■ **WHAT YOU WILL DO**
Report, from the records below, every line where the word "water" appears.

GIVEN INFORMATION START

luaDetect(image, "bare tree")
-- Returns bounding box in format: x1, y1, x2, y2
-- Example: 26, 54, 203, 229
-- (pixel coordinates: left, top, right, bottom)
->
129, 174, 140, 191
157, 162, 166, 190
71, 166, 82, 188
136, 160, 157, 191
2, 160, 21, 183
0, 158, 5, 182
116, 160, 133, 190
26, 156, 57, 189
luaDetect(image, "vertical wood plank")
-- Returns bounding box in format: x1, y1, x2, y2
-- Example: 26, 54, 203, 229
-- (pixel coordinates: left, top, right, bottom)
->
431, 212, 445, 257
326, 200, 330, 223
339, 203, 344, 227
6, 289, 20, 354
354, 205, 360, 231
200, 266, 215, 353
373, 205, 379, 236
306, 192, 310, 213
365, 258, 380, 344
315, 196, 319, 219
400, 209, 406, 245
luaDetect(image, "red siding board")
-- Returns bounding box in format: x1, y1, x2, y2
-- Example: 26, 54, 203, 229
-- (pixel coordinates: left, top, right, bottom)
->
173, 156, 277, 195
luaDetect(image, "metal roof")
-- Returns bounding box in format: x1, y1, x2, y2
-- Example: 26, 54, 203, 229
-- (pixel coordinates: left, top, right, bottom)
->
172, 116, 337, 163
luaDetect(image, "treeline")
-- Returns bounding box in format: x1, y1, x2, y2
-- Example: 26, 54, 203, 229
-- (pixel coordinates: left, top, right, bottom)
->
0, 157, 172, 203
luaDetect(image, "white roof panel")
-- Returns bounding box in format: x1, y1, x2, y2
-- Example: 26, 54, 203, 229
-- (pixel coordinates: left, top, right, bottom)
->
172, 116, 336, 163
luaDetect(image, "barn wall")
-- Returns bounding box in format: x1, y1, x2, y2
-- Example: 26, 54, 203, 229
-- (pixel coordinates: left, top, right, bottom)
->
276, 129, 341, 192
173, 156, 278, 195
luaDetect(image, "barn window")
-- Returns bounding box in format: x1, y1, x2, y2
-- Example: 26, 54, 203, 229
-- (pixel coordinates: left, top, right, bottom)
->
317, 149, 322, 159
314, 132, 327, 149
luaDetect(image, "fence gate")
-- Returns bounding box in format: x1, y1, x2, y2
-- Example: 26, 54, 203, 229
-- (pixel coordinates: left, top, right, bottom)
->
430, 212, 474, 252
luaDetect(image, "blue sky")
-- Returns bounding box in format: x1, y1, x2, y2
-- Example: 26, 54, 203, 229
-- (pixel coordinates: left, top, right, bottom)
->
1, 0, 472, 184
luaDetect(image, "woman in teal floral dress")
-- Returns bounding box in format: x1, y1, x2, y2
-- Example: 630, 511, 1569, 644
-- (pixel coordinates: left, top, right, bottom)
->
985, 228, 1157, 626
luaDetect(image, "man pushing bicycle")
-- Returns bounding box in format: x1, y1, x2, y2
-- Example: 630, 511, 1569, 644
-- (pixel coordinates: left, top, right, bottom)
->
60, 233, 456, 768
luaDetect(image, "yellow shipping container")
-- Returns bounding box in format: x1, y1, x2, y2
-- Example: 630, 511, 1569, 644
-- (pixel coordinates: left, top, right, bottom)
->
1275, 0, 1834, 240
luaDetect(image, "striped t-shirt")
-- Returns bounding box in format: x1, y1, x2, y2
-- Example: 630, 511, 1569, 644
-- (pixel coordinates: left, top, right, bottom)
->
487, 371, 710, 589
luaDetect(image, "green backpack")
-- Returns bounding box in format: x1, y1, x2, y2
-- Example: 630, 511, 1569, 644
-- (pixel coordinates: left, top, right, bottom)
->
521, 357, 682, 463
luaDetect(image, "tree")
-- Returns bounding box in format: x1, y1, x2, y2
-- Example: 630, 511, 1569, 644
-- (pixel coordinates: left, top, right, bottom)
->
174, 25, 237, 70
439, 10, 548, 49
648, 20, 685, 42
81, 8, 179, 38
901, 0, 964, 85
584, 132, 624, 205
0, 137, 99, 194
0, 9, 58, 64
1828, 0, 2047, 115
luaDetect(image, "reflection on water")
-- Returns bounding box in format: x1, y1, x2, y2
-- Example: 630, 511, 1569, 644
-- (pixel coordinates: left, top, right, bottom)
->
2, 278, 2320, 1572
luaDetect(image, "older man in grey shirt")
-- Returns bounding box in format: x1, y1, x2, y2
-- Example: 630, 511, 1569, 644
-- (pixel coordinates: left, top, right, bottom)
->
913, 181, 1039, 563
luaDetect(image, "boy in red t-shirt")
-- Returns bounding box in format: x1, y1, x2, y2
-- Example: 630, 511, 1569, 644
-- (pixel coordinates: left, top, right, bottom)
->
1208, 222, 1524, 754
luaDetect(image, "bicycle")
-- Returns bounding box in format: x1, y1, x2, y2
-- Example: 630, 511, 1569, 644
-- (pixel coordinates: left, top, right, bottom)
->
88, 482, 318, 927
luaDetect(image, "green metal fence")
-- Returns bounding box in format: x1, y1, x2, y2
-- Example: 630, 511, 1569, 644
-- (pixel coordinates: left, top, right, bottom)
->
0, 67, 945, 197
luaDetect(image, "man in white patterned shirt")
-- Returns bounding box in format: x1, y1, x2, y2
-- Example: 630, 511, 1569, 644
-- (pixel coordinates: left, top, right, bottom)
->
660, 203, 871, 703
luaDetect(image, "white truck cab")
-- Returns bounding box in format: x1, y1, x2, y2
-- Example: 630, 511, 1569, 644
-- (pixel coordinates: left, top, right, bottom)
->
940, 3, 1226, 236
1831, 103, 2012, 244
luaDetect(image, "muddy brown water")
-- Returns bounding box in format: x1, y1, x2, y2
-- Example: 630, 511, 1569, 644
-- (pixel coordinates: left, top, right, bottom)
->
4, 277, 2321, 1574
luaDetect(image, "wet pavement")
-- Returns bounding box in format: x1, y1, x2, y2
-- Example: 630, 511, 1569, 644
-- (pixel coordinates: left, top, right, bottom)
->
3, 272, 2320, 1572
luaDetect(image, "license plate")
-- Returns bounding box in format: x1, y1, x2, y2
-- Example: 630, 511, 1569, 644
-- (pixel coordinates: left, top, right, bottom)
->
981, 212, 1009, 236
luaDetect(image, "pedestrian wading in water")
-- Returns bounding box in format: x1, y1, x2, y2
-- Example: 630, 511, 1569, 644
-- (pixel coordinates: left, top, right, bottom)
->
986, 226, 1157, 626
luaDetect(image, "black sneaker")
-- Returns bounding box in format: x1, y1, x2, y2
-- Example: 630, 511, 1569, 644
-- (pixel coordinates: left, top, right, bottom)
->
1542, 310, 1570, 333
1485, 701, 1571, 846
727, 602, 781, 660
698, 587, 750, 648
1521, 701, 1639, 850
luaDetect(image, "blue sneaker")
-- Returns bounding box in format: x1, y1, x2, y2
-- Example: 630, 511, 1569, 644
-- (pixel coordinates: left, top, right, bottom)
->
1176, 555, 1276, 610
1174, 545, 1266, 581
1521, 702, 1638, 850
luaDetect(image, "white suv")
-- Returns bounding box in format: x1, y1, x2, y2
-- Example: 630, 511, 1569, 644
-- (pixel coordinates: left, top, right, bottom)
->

GIVEN INFORMATION END

■ **REPLY**
luaDetect(image, "reflection on water")
luaDetect(image, "muddy brown water")
luaDetect(image, "pedestrian wading in water")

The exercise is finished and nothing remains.